[GIVEN RECORDS Boundary: Start]

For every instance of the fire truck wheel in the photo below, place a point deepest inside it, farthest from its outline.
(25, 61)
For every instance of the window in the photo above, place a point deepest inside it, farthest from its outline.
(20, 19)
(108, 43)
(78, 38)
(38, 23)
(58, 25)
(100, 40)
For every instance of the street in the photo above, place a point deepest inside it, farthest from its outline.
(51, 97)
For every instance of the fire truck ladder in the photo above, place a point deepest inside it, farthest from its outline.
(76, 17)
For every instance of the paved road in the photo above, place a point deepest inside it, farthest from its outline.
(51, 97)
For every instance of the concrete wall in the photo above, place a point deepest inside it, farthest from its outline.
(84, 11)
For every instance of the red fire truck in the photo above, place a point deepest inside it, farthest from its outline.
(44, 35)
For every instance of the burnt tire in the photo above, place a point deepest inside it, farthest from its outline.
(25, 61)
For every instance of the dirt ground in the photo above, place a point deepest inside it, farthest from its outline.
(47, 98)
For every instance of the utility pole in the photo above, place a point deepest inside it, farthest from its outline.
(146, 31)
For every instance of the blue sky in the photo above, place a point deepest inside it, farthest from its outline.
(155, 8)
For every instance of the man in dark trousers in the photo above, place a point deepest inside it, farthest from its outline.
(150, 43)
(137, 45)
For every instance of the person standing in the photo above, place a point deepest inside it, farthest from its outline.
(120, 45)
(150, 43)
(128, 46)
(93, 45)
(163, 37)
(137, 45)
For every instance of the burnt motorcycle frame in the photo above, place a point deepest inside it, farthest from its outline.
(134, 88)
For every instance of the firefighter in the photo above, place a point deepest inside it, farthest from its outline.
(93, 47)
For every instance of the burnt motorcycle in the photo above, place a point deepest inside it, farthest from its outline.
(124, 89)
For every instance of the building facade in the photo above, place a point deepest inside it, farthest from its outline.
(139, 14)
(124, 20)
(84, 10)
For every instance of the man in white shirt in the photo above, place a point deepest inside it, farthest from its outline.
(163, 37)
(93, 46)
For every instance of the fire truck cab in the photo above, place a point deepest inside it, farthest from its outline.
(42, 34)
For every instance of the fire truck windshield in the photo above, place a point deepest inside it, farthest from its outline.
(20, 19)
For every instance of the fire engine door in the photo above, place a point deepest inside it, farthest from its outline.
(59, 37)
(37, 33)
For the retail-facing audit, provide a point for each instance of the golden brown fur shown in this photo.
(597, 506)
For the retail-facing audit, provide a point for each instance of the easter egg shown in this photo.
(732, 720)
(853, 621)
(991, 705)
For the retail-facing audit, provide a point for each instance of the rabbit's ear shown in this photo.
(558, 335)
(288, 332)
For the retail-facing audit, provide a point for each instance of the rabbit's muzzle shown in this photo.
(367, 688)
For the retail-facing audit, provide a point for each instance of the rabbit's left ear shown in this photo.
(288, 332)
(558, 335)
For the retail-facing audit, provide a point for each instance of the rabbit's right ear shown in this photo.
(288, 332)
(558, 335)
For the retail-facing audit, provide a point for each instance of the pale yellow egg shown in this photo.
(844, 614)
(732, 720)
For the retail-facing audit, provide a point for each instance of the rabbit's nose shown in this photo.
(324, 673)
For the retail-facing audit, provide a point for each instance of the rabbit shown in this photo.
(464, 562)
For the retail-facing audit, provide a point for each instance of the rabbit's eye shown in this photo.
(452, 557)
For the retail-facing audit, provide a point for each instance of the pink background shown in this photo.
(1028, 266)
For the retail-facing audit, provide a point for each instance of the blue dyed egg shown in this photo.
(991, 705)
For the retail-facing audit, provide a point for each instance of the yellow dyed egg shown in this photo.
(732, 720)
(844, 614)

[GIVEN RECORDS Boundary: End]

• _EXERCISE_
All of the material is to be written out exactly.

• _EXERCISE SOLUTION_
For every instance of the fire truck wheel in the photo below, place a point deepest inside it, farthest from its outline.
(25, 61)
For every instance of the window in the photo above, place a point deepest inside it, farthest from its outline.
(20, 19)
(108, 43)
(78, 38)
(38, 23)
(58, 25)
(100, 40)
For every instance of the street in the photo above, place a point deepest inside it, farthest from its outline.
(51, 97)
For every instance of the fire truck ladder in the photo above, place a point deepest inside it, farthest from its outline.
(76, 17)
For every instance of the paved road in the photo above, place a point deepest inside it, farthest from its outline.
(51, 97)
For every instance of the concrete wall in the photo above, place a point deepest inside it, farthest from its outline.
(84, 11)
For every instance of the red fire truck in the photo above, place a point deepest inside it, farthest from its outline.
(44, 35)
For every instance of the burnt tire in the photo above, place a point deepest inside it, farthest from its outline.
(25, 61)
For every instance of the dirt ground in the photo above, place a point deepest inside it, farthest from its outline.
(47, 98)
For every instance of the utility pole in the photo above, place a point deepest inside it, farthest from its outline.
(146, 31)
For every instance of the blue sky in the photo above, place a point deepest inside it, farthest from its outline.
(155, 8)
For every instance of the man in dark trousers in the photo above, place a point deepest inside it, farthest from its outline.
(150, 43)
(137, 45)
For every instance of the person standing in the photo above, place a point deepest inside it, farthest from its outline.
(120, 45)
(150, 43)
(128, 46)
(93, 45)
(163, 37)
(137, 45)
For every instance of the burnt motorcycle frame in the photo above, place a point deepest inside it, farthest from its outline.
(134, 88)
For every instance of the firefighter in the photo above, place a point deepest inside it, farthest from its outline.
(93, 47)
For every instance of the burnt motorcycle in the photo above, place a point deepest inside it, farthest from its outline.
(124, 89)
For every instance of the building facade in the photo above, place a point deepest inside it, farthest from its outline.
(139, 14)
(124, 20)
(84, 10)
For every instance of the man in white shirt in the photo above, place a point deepest inside it, farthest from its outline.
(163, 37)
(93, 46)
For every instance of the fire truck cab in the photo above, place a point deepest inside it, farthest from its outline.
(42, 34)
For every instance of the fire truck windshield in the photo above, place a point deepest inside it, farthest from its outline.
(20, 19)
For every instance of the fire engine door in the photo above, place a point deepest inside it, farthest from its outline.
(59, 37)
(37, 33)
For the retail-facing audit, provide a point for each instance of the golden brown fur shown in this photo.
(597, 506)
For the retail-facing audit, provide a point for each instance of the easter egg shown in this photo.
(732, 720)
(853, 621)
(991, 705)
For the retail-facing audit, provide a point for each instance of the rabbit's ear shown in this photo.
(558, 335)
(288, 332)
For the retail-facing audit, provide a point for each instance of the rabbit's muzzle shown in this photo.
(367, 688)
For the retail-facing audit, provide a point for each instance of the rabbit's left ear shown in this photo.
(288, 332)
(558, 335)
For the retail-facing audit, provide a point for each instance of the rabbit's right ear shown in this photo.
(288, 332)
(558, 335)
For the retail-facing audit, provide a point for each instance of the pale yellow egg shown in this photo.
(844, 614)
(732, 720)
For the retail-facing audit, provide a point for each instance of the rabbit's nose shown in this photo.
(324, 673)
For the retail-facing audit, provide a point for each instance of the rabbit shown in this photo.
(464, 562)
For the retail-facing audit, provide a point for each instance of the rabbit's eye shown in this photo.
(452, 557)
For the retail-facing audit, provide a point for each instance of the pink background shown in this photo.
(1028, 266)
For the retail-facing audit, provide a point for each instance of the blue dyed egg shown in this photo.
(991, 705)
For the retail-facing audit, provide a point for each instance of the yellow dyed egg shown in this photo.
(732, 720)
(844, 614)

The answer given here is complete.